* **Stated problem A**: From the article on Obama's immigration actions, copy the passage starting with "The Department of" and going on through "as unconstitutional overreach.".
* **Stated problem B**:
Answer these questions from the news article on Obama's immigration plan:
(i) How many immigrants does the White House say will get legal status and work permits?
(ii) What did Speaker John Boehner accuse Obama of acting like?
(iii) Where will the president give a speech on Friday?
* **Stated problem C**: Render this sentence from the article on Obama's immigration actions in Spanish: "The Department of Homeland Security will also narrow its focus to those immigrants with criminal records, gang affiliations or ties to terrorism."

* **Passage to read**:
Obama moves to give legal status to 5 million illegal immigrants
President Obama announced an expansive new set of executive actions in a prime-time address Thursday that the White House says will give legal status and work permits to 5 million immigrants in the United States illegally.
Obama hailed the moves as leading to a “more fair and more just” system in an address that lambasted Congress for not approving legislation and warned Republicans against triggering a government shutdown.
{mosads}In a sharp rebuke to Republican critics, Obama challenged his political opponents to “pass a bill” if they did not like his actions, and argued his approach could not be dismissed as “amnesty.”
“Amnesty is the immigration system we have today — millions of people who live here without paying their taxes or playing by the rules, while politicians use the issue to scare people and whip up votes at election time,” Obama said.
Under the president’s plan, the parents of U.S. citizens and permanent residents could apply for work permits and deferred deportation. Obama is also expanding eligibility for the Deferred Action for Childhood Arrivals program, or DACA, which offers protections to immigrants brought to the United States illegally as children.
The Department of Homeland Security will also narrow its focus to those immigrants with criminal records, gang affiliations or ties to terrorism.
“If you meet the criteria, you can come out of the shadows and get right with the law,” Obama said. “If you’re a criminal, you’ll be deported. If you plan to enter the U.S. illegally, your chances of getting caught and sent back just went up.”
The government will also expand the number of high-tech visas that are available, and loosen restrictions so that more would-be entrepreneurs can travel to the United States.
The proposals have garnered passionate responses from Republican critics, who have blasted it as unconstitutional overreach.
But Obama said his actions were “not only lawful, they’re the kinds of actions taken by every single Republican president and every single Democratic president for the past half century.”
He invoked former President George W. Bush, who said immigrants living in the country illegally were “a part of American life.”
And he said lawmakers shouldn’t let “a disagreement over a single issue be a deal-breaker on every issue.”
Speaker John Boehner (R-Ohio), in a video released shortly before the president spoke, accused Obama of acting like an “emperor” and said he was spoiling an opportunity for lawmakers to reach across the aisle.
“Instead of working together to fix our broken immigration, the president says he’s acting on his own. That’s just not how our democracy works,” Boehner said.
But the president said that if Boehner had allowed a vote on the Senate’s bipartisan immigration bill, “it would have passed with support from both parties, and today it would be the law.”
“For a year and a half now, Republican leaders in the House have refused to allow that simple vote,” he said.
The president cast his action as in keeping with the nation’s traditions of welcoming immigrants.
“We were strangers once, too,” Obama said. “And whether our forebears were strangers who crossed the Atlantic, or the Pacific, or the Rio Grande, we are here only because this country welcomed them in, and taught them that to be an American is about something more than what we look like, or what our last names are, or how we worship.”
The president and top administration officials will fan out across the country to promote his plan in the coming days, including a speech Friday at a Las Vegas high school where the president called for a legislative solution nearly two years ago.

* **Material provided**:

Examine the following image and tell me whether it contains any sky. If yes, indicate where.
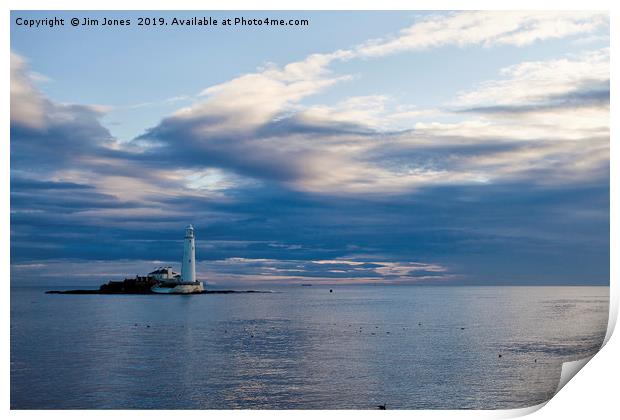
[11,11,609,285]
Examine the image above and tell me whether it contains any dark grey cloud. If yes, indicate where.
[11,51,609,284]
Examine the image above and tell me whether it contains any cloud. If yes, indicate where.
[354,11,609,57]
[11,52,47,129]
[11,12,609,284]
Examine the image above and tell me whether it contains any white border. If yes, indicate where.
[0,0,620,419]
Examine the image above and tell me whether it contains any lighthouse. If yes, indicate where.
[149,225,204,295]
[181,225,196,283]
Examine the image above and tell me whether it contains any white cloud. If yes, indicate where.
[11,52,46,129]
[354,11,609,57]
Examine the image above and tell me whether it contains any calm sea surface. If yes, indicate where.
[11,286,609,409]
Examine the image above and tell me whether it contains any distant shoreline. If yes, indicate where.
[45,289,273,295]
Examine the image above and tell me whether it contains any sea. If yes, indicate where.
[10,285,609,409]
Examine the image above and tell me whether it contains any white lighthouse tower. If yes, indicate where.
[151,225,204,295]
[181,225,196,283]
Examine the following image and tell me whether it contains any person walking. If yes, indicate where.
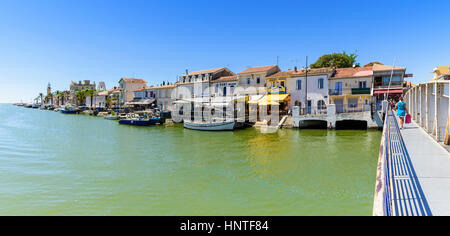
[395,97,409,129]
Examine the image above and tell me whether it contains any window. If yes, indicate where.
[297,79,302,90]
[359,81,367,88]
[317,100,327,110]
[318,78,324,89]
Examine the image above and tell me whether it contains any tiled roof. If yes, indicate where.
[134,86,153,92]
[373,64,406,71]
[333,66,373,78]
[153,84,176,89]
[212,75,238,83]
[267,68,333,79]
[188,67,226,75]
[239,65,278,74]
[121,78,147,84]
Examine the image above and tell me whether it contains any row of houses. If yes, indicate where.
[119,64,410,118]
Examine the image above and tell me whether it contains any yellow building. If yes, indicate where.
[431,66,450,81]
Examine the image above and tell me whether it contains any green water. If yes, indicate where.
...
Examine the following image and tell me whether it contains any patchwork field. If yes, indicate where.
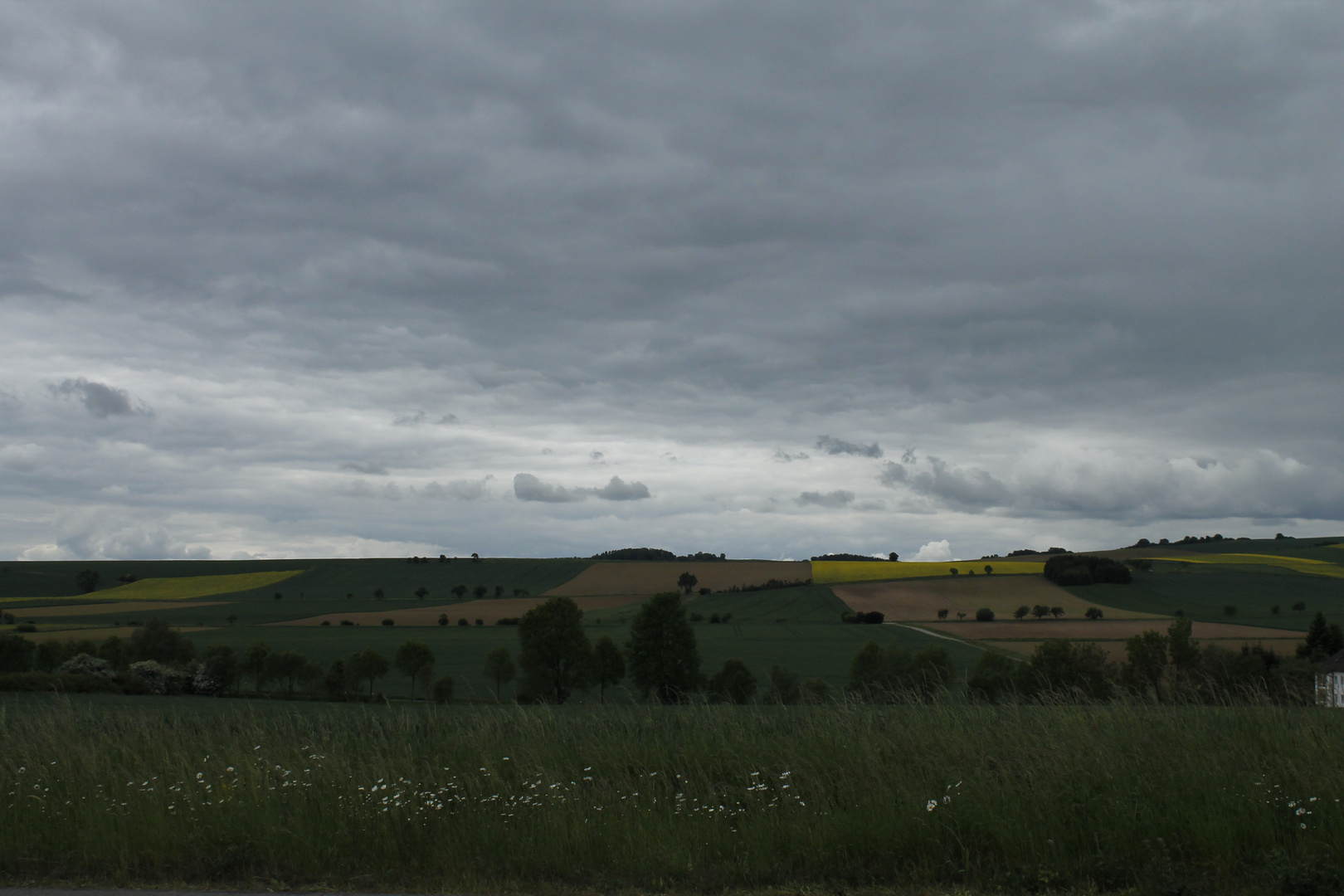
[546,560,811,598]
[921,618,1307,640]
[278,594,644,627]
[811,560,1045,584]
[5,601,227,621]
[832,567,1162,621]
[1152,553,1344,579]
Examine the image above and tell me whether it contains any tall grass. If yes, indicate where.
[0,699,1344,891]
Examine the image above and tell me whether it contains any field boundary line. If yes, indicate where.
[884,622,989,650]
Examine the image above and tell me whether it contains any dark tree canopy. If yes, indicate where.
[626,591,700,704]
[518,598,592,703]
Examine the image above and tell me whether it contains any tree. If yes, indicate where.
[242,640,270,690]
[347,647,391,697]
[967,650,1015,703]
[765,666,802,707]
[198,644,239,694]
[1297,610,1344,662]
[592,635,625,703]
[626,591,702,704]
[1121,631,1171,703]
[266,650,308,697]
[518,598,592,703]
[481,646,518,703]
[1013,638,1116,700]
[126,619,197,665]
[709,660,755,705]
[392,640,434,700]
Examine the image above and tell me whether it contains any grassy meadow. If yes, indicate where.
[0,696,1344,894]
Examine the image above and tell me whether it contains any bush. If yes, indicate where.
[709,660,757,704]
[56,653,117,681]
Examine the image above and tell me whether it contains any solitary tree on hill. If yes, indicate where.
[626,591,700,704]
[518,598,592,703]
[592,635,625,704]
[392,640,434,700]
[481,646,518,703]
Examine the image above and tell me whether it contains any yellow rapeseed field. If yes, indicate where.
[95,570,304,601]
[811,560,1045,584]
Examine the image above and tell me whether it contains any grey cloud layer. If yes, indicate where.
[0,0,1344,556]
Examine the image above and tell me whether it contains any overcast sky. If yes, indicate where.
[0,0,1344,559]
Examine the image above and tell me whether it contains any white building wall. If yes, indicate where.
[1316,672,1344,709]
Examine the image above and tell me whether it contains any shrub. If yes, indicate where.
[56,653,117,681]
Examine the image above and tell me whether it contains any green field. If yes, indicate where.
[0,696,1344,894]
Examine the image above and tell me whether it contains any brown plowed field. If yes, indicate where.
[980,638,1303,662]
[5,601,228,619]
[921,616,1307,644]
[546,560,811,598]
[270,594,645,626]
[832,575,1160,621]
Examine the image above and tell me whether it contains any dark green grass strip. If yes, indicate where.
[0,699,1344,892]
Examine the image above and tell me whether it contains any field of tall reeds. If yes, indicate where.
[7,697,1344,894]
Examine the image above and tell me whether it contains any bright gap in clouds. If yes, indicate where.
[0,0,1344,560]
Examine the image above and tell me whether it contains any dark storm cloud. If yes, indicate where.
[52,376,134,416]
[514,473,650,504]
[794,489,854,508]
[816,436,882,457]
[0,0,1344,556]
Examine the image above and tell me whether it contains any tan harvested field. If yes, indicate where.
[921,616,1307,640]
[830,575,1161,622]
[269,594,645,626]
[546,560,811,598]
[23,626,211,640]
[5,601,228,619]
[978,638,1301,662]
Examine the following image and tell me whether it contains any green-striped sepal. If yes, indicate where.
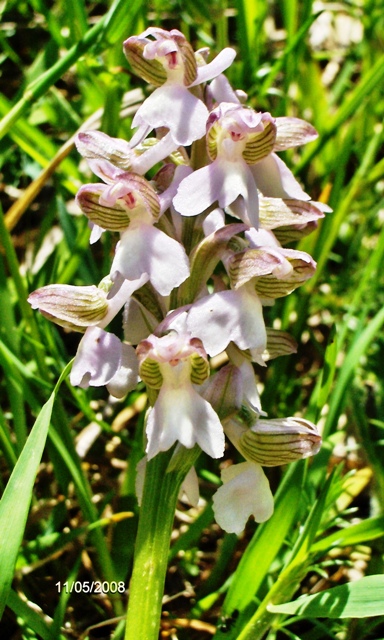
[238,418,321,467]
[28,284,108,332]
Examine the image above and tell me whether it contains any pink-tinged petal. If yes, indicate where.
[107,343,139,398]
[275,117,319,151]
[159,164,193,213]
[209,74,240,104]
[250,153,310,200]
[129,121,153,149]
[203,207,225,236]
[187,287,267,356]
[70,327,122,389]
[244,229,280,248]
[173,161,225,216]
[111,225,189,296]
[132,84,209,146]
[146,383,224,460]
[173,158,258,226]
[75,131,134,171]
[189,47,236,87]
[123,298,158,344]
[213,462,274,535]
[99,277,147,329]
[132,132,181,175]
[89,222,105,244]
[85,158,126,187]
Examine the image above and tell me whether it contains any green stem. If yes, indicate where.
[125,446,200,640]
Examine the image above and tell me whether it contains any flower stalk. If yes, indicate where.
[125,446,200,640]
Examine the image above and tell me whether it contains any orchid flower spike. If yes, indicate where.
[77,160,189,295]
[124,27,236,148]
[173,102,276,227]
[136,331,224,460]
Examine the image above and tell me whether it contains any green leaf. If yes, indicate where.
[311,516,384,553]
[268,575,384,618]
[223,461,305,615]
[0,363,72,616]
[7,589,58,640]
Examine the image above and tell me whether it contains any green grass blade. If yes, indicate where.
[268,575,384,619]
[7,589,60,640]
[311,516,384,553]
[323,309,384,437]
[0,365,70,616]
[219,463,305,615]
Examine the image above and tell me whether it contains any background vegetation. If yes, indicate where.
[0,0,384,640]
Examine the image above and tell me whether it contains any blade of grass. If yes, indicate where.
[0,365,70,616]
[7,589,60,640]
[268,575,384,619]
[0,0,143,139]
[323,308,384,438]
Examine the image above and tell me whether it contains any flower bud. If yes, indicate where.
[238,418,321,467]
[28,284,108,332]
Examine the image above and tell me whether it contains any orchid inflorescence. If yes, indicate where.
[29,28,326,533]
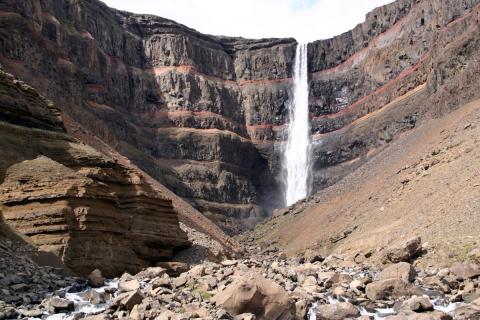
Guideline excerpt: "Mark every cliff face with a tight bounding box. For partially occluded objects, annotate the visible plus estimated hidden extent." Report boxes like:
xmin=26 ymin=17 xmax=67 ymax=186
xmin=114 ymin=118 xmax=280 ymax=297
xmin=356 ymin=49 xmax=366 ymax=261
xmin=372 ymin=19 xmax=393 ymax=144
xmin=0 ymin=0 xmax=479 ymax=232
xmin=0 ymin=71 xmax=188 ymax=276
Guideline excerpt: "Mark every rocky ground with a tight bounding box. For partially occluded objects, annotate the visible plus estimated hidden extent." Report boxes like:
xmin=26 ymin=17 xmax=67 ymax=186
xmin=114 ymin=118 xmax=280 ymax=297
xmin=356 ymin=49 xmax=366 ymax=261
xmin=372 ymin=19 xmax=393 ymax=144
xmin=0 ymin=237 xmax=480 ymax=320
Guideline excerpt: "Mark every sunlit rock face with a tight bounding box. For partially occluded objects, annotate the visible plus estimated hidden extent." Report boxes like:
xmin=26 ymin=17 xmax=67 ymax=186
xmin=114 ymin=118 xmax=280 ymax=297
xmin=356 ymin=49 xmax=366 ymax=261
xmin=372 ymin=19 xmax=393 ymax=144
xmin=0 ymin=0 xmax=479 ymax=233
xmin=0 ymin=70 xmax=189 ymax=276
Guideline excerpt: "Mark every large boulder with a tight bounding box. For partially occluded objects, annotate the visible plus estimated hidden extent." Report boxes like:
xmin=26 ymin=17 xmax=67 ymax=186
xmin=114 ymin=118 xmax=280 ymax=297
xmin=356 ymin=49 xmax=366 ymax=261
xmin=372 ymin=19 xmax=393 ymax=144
==
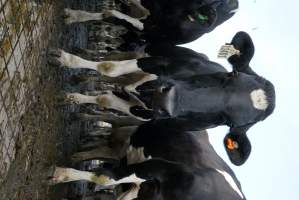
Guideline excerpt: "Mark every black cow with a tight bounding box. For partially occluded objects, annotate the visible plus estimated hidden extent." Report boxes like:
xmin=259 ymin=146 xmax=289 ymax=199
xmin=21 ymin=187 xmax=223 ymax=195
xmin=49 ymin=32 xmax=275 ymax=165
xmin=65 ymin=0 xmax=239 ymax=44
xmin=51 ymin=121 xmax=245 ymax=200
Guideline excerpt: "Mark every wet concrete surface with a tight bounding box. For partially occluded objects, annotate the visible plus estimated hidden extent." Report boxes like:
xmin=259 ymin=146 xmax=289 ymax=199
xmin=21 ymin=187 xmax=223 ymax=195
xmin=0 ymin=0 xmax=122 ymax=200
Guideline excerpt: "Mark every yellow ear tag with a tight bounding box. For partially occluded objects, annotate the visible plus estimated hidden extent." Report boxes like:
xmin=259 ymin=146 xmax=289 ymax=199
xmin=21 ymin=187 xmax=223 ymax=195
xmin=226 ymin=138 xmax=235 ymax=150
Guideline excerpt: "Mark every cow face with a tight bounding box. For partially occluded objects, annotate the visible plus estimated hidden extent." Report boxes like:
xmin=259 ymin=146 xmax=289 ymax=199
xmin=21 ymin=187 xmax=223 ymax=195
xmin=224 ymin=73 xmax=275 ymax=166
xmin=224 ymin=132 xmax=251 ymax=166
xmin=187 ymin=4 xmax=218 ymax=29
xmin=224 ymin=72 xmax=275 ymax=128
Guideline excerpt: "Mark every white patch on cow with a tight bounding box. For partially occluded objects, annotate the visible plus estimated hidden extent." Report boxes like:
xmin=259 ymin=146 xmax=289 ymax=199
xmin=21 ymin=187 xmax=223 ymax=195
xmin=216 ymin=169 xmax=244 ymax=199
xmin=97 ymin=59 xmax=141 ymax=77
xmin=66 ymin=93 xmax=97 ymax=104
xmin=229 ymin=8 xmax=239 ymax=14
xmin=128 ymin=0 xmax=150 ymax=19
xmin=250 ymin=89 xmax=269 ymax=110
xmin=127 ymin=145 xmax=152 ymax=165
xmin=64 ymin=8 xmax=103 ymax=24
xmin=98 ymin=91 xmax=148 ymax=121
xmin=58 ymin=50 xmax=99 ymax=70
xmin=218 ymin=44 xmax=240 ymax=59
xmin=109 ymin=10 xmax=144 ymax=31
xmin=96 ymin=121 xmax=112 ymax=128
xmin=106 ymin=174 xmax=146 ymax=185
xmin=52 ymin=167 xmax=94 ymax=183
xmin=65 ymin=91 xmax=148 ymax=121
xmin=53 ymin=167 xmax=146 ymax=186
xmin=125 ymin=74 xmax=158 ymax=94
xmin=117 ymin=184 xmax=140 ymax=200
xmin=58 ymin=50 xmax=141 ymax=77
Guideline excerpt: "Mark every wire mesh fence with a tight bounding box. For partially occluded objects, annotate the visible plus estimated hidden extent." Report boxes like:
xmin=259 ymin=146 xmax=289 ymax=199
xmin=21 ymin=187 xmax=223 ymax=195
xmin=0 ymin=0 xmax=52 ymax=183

* **Final answer A**:
The Department of Homeland Security will also narrow its focus to those immigrants with criminal records, gang affiliations or ties to terrorism.
“If you meet the criteria, you can come out of the shadows and get right with the law,” Obama said. “If you’re a criminal, you’ll be deported. If you plan to enter the U.S. illegally, your chances of getting caught and sent back just went up.”
The government will also expand the number of high-tech visas that are available, and loosen restrictions so that more would-be entrepreneurs can travel to the United States.
The proposals have garnered passionate responses from Republican critics, who have blasted it as unconstitutional overreach.

* **Final answer B**:
(i) 5 million
(ii) An "emperor"
(iii) A Las Vegas high school

* **Final answer C**: El Departamento de Seguridad Nacional también limitará su enfoque a aquellos inmigrantes con antecedentes penales, afiliaciones a pandillas o vínculos con el terrorismo.